_Your goal_. Recast the listing, beginning at the line that contains "Outline every instance of the fluffy" and stopping after the line that contains "142L131 134L124 129L96", as a two-column CSV with the headers instruction and outline, pairing each instruction text with the answer that follows it in one row, each in a single quoted field with line breaks replaced by spaces.
--- begin Stored data ---
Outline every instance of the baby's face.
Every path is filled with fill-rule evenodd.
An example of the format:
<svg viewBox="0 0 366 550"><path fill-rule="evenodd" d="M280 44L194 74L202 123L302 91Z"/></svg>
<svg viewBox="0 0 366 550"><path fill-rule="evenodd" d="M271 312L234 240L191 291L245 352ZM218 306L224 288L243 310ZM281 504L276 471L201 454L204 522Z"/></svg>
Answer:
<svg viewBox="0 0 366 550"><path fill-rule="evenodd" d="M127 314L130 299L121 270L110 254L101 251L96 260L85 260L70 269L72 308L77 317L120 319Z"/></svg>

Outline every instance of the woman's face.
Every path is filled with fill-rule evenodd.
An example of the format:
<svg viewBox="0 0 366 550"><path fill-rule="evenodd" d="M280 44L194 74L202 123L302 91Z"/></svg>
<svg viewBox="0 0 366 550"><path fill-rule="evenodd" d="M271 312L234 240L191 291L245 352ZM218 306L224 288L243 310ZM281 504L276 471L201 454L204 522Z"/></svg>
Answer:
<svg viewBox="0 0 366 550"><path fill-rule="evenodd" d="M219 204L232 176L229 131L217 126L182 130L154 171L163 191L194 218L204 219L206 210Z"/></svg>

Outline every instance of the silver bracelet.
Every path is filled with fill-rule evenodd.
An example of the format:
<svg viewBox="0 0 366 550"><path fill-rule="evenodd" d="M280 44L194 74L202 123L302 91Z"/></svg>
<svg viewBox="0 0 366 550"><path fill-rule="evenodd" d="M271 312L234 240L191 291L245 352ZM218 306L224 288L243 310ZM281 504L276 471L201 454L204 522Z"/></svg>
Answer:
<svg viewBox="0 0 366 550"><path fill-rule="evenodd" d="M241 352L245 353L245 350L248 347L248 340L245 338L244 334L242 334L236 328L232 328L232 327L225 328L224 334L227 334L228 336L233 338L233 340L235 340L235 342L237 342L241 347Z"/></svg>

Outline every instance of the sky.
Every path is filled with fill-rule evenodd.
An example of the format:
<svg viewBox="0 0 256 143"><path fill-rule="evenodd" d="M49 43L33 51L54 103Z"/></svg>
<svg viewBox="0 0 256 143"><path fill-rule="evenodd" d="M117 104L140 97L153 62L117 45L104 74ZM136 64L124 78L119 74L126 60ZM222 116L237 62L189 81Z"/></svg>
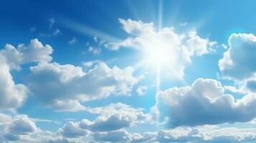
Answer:
<svg viewBox="0 0 256 143"><path fill-rule="evenodd" d="M255 5L1 1L0 143L256 142Z"/></svg>

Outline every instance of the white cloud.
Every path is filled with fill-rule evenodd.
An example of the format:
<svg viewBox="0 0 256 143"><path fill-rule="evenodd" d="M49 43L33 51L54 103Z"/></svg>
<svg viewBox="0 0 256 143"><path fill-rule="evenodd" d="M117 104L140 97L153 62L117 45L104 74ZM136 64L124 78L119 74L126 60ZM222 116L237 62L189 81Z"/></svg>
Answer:
<svg viewBox="0 0 256 143"><path fill-rule="evenodd" d="M137 88L136 89L136 92L138 94L138 96L142 96L144 95L145 93L146 92L148 89L148 87L146 86L140 86Z"/></svg>
<svg viewBox="0 0 256 143"><path fill-rule="evenodd" d="M11 69L19 69L19 65L22 64L50 61L52 51L51 46L44 46L37 39L34 39L27 46L20 44L16 49L8 44L0 50L0 54L6 58Z"/></svg>
<svg viewBox="0 0 256 143"><path fill-rule="evenodd" d="M245 80L256 73L256 36L252 34L232 34L229 48L219 61L222 75L234 80Z"/></svg>
<svg viewBox="0 0 256 143"><path fill-rule="evenodd" d="M82 128L93 132L113 131L151 120L151 117L144 114L142 109L135 109L121 103L87 109L87 111L93 114L100 114L93 122L85 119L80 123Z"/></svg>
<svg viewBox="0 0 256 143"><path fill-rule="evenodd" d="M73 37L70 41L68 41L68 44L72 45L77 43L77 39L75 37Z"/></svg>
<svg viewBox="0 0 256 143"><path fill-rule="evenodd" d="M26 86L14 83L11 71L20 69L20 65L25 63L49 61L52 53L49 45L43 46L37 39L31 40L28 46L20 44L16 49L6 44L0 50L0 109L14 109L20 107L28 92Z"/></svg>
<svg viewBox="0 0 256 143"><path fill-rule="evenodd" d="M16 109L25 100L27 89L23 84L15 84L4 60L0 54L0 109Z"/></svg>
<svg viewBox="0 0 256 143"><path fill-rule="evenodd" d="M93 138L98 142L128 142L130 134L124 129L116 131L96 132L93 134Z"/></svg>
<svg viewBox="0 0 256 143"><path fill-rule="evenodd" d="M61 129L60 132L62 134L67 138L78 138L85 136L87 132L79 127L77 123L68 122L63 128Z"/></svg>
<svg viewBox="0 0 256 143"><path fill-rule="evenodd" d="M85 109L80 102L110 95L128 95L141 79L133 76L134 69L131 66L110 68L99 62L85 68L40 63L31 67L29 90L48 107L75 112Z"/></svg>
<svg viewBox="0 0 256 143"><path fill-rule="evenodd" d="M93 48L93 46L89 46L88 51L94 55L99 55L101 52L101 49L100 48Z"/></svg>
<svg viewBox="0 0 256 143"><path fill-rule="evenodd" d="M153 64L152 62L159 60L155 58L159 58L173 78L182 79L186 66L191 63L191 57L214 51L212 46L216 44L216 41L199 36L194 29L179 34L172 27L156 31L153 23L121 19L119 21L129 36L121 41L106 43L105 46L111 50L132 47L146 55L148 59L153 57L147 64Z"/></svg>
<svg viewBox="0 0 256 143"><path fill-rule="evenodd" d="M1 114L0 139L3 141L19 140L37 133L38 128L27 115L19 114L14 117Z"/></svg>
<svg viewBox="0 0 256 143"><path fill-rule="evenodd" d="M256 117L255 94L235 100L224 94L214 79L198 79L191 87L159 92L156 99L159 119L167 127L246 122Z"/></svg>

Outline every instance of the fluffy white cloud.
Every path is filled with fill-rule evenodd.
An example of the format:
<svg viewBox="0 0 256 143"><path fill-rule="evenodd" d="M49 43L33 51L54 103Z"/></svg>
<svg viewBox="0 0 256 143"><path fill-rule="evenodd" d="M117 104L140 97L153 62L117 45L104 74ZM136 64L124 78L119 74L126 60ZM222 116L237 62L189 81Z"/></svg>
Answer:
<svg viewBox="0 0 256 143"><path fill-rule="evenodd" d="M234 80L255 77L255 36L252 34L232 34L229 38L229 48L219 61L223 76Z"/></svg>
<svg viewBox="0 0 256 143"><path fill-rule="evenodd" d="M60 132L65 137L67 138L77 138L83 137L87 134L85 129L81 129L77 123L72 122L68 122L63 128L61 129Z"/></svg>
<svg viewBox="0 0 256 143"><path fill-rule="evenodd" d="M0 50L0 54L6 58L11 69L19 69L22 64L51 61L52 51L51 46L44 46L37 39L34 39L27 46L20 44L16 49L11 44L6 44L4 49Z"/></svg>
<svg viewBox="0 0 256 143"><path fill-rule="evenodd" d="M35 123L27 115L20 114L11 117L1 114L0 117L0 139L3 141L19 140L38 131Z"/></svg>
<svg viewBox="0 0 256 143"><path fill-rule="evenodd" d="M214 79L198 79L191 87L159 92L156 99L159 119L167 127L246 122L256 117L255 94L235 100L224 94Z"/></svg>
<svg viewBox="0 0 256 143"><path fill-rule="evenodd" d="M151 117L144 114L142 109L135 109L121 103L87 109L87 111L93 114L100 114L93 122L85 119L80 123L82 128L93 132L113 131L151 120Z"/></svg>
<svg viewBox="0 0 256 143"><path fill-rule="evenodd" d="M0 54L0 109L16 109L26 99L27 89L23 84L14 83L5 60Z"/></svg>
<svg viewBox="0 0 256 143"><path fill-rule="evenodd" d="M214 126L176 128L152 134L158 142L253 142L255 129L220 128Z"/></svg>
<svg viewBox="0 0 256 143"><path fill-rule="evenodd" d="M130 142L131 134L124 129L96 132L93 134L95 141L104 142Z"/></svg>
<svg viewBox="0 0 256 143"><path fill-rule="evenodd" d="M193 56L202 56L212 51L217 44L199 36L195 31L179 34L174 28L156 31L153 23L143 23L131 19L119 19L129 36L121 41L106 43L111 50L120 47L132 47L146 55L146 64L160 60L173 78L181 79L186 66ZM149 62L149 63L147 63Z"/></svg>
<svg viewBox="0 0 256 143"><path fill-rule="evenodd" d="M37 39L31 40L28 46L20 44L16 49L6 44L0 50L0 109L16 109L27 97L27 88L14 83L11 71L20 69L20 65L25 63L49 61L52 53L50 46L43 46Z"/></svg>
<svg viewBox="0 0 256 143"><path fill-rule="evenodd" d="M70 64L40 63L31 68L29 90L47 107L57 111L85 109L80 102L129 94L141 77L131 66L110 68L103 62L83 69Z"/></svg>
<svg viewBox="0 0 256 143"><path fill-rule="evenodd" d="M98 54L100 54L101 49L100 49L100 48L94 48L93 46L89 46L88 51L90 53L92 53L94 55L98 55Z"/></svg>

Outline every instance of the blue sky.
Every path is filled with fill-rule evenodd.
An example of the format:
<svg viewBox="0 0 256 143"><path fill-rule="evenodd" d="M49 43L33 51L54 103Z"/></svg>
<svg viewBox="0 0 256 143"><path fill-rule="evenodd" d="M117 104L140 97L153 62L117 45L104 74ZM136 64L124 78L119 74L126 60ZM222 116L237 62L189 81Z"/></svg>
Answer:
<svg viewBox="0 0 256 143"><path fill-rule="evenodd" d="M0 2L0 142L255 142L253 1Z"/></svg>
--- end Stored data ---
_Solution to the exercise_.
instruction,outline
"Outline every instance of the fluffy white cloud. Every path is filled with fill-rule evenodd. An example of the format: <svg viewBox=""0 0 256 143""><path fill-rule=""evenodd"" d=""M49 43L33 51L54 103Z""/></svg> <svg viewBox=""0 0 256 143""><path fill-rule=""evenodd"" d=""M117 104L140 97L153 62L117 45L104 74ZM136 64L124 78L119 74L126 60ZM222 116L237 62L189 81Z""/></svg> Answer:","<svg viewBox=""0 0 256 143""><path fill-rule=""evenodd"" d=""M234 80L255 77L255 36L252 34L232 34L229 38L229 48L219 61L223 76Z""/></svg> <svg viewBox=""0 0 256 143""><path fill-rule=""evenodd"" d=""M60 132L65 137L67 138L77 138L83 137L87 134L85 129L81 129L77 123L72 122L68 122L63 128L61 129Z""/></svg> <svg viewBox=""0 0 256 143""><path fill-rule=""evenodd"" d=""M0 50L0 54L6 58L11 69L19 69L22 64L51 61L52 51L51 46L44 46L37 39L34 39L27 46L20 44L16 49L11 44L6 44L4 49Z""/></svg> <svg viewBox=""0 0 256 143""><path fill-rule=""evenodd"" d=""M35 123L27 115L20 114L11 117L1 114L0 117L0 139L3 141L19 140L38 131Z""/></svg> <svg viewBox=""0 0 256 143""><path fill-rule=""evenodd"" d=""M214 79L198 79L191 87L159 92L156 99L159 119L167 127L246 122L256 117L255 94L235 100L224 94Z""/></svg> <svg viewBox=""0 0 256 143""><path fill-rule=""evenodd"" d=""M151 117L144 114L142 109L135 109L121 103L87 109L87 111L93 114L100 114L93 122L85 119L80 123L82 128L93 132L113 131L151 120Z""/></svg> <svg viewBox=""0 0 256 143""><path fill-rule=""evenodd"" d=""M0 54L0 109L16 109L26 99L27 89L23 84L14 83L5 60Z""/></svg> <svg viewBox=""0 0 256 143""><path fill-rule=""evenodd"" d=""M214 126L176 128L152 134L158 142L253 142L255 129L220 128Z""/></svg> <svg viewBox=""0 0 256 143""><path fill-rule=""evenodd"" d=""M130 142L131 134L124 129L96 132L93 134L95 141L104 142Z""/></svg>"